#### INSTRUÇÕES DO EXERCÍCIO:
Reescreva as entradas da linha que contém "Draw the outline of every instance of the concrete" até o fim, inclusive, substituindo "tarmac" por "runway" e mantendo todo o resto inalterado.

#### DADOS PARA PROCESSAMENTO:
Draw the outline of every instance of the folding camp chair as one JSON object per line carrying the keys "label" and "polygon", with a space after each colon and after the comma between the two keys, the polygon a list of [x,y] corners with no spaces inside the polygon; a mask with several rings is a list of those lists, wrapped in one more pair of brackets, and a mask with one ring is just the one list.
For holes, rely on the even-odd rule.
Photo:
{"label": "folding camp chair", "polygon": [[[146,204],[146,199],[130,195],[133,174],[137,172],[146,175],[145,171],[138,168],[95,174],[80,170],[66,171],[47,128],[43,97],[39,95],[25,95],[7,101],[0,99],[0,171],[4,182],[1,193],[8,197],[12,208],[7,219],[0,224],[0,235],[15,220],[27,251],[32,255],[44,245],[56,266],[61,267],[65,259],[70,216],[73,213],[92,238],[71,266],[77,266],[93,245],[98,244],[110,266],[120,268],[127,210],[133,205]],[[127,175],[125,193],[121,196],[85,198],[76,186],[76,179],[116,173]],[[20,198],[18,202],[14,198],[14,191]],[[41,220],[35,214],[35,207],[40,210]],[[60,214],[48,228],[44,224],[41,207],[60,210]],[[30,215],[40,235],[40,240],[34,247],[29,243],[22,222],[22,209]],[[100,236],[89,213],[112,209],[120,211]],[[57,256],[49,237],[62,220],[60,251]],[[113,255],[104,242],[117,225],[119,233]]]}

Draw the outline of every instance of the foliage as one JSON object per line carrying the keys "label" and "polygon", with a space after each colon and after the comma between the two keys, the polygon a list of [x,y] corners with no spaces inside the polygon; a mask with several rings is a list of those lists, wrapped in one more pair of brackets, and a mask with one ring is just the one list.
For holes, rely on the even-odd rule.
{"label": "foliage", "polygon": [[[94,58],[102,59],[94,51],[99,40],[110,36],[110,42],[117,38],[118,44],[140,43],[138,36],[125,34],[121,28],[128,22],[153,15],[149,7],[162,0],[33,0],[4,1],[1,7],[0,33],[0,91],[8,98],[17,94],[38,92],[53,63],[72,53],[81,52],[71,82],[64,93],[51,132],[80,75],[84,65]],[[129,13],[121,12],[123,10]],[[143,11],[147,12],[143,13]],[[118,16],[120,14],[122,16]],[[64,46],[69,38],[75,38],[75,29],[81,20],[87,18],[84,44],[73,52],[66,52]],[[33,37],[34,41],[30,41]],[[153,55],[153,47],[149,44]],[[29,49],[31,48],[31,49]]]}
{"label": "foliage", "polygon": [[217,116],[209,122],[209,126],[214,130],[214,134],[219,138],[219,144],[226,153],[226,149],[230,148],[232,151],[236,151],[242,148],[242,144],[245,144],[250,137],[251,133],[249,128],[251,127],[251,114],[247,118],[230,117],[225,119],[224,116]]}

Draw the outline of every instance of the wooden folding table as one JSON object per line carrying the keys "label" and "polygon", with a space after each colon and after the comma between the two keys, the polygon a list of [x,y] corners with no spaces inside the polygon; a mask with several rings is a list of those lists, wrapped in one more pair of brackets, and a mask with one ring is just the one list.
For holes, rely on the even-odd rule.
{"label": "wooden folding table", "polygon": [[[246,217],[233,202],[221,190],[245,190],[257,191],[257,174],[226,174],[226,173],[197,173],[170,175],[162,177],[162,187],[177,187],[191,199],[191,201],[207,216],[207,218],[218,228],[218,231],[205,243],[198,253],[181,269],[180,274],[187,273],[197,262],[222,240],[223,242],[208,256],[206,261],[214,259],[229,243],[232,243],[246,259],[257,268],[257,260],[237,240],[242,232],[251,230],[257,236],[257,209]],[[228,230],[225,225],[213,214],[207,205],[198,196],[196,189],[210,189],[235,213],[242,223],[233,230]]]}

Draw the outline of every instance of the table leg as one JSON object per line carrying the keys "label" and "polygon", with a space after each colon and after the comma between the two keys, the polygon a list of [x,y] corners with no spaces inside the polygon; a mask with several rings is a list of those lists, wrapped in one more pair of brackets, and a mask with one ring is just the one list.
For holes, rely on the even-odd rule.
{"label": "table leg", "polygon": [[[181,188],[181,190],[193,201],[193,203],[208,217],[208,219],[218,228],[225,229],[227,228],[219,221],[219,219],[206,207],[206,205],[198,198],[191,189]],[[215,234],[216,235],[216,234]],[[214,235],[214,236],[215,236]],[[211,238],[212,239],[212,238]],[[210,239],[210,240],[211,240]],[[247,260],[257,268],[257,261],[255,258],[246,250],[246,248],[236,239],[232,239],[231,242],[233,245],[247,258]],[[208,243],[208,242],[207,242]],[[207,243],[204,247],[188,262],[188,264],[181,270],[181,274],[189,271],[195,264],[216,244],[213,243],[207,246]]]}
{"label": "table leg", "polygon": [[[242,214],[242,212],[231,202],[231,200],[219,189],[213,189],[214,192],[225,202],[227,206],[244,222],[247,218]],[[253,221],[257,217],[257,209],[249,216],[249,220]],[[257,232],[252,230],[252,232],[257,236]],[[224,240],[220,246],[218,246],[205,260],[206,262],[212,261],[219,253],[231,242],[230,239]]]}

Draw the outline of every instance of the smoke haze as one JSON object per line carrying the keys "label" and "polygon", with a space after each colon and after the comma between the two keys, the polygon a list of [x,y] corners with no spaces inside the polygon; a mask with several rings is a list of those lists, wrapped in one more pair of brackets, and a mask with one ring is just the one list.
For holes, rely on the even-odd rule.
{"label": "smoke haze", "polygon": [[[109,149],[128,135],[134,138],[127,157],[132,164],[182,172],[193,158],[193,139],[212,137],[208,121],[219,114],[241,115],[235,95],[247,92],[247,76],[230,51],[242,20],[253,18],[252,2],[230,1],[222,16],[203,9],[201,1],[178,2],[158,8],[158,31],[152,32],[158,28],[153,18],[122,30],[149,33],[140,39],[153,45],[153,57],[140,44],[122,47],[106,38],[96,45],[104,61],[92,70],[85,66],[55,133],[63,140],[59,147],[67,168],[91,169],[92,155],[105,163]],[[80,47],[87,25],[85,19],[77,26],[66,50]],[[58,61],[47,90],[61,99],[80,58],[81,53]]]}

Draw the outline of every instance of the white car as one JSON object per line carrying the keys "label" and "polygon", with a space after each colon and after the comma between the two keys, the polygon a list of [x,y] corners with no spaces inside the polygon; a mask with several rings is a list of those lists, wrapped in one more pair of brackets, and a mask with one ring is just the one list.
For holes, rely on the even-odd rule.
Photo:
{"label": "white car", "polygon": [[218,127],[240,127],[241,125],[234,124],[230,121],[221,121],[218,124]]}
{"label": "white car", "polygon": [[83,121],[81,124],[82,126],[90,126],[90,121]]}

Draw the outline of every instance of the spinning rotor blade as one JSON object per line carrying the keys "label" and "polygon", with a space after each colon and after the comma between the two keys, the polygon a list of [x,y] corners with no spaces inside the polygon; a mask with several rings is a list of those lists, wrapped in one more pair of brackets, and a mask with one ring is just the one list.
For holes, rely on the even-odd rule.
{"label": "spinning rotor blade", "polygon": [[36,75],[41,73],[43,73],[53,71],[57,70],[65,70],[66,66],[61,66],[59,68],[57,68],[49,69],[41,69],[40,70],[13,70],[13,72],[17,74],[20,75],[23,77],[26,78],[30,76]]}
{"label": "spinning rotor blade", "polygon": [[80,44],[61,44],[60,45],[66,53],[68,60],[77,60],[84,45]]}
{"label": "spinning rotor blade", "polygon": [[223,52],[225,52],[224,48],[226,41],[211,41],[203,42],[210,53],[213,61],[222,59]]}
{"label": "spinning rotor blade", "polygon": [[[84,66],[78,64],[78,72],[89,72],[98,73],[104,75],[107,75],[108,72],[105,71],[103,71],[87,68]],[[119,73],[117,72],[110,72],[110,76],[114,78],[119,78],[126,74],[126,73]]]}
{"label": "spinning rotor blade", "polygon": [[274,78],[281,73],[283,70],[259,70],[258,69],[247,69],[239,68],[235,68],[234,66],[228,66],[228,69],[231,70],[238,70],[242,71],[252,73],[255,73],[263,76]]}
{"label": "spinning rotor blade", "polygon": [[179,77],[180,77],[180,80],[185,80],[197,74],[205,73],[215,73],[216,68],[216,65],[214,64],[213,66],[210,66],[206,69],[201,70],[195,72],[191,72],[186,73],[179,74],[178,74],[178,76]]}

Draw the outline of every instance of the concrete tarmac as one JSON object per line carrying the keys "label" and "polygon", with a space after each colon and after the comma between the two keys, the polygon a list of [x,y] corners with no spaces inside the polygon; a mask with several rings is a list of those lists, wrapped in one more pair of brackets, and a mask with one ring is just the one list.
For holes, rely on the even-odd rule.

#### RESPOSTA DA TAREFA:
Draw the outline of every instance of the concrete runway as one JSON object per line carrying the keys "label" and "polygon", with a space after each colon and after the comma between the two keys, the polygon a list of [x,y] corners with no spaces inside the polygon; a mask with several rings is a list of those lists, wrapped in one more pair of brackets, and a mask with one ring is just the one list.
For holes, rely on the even-odd rule.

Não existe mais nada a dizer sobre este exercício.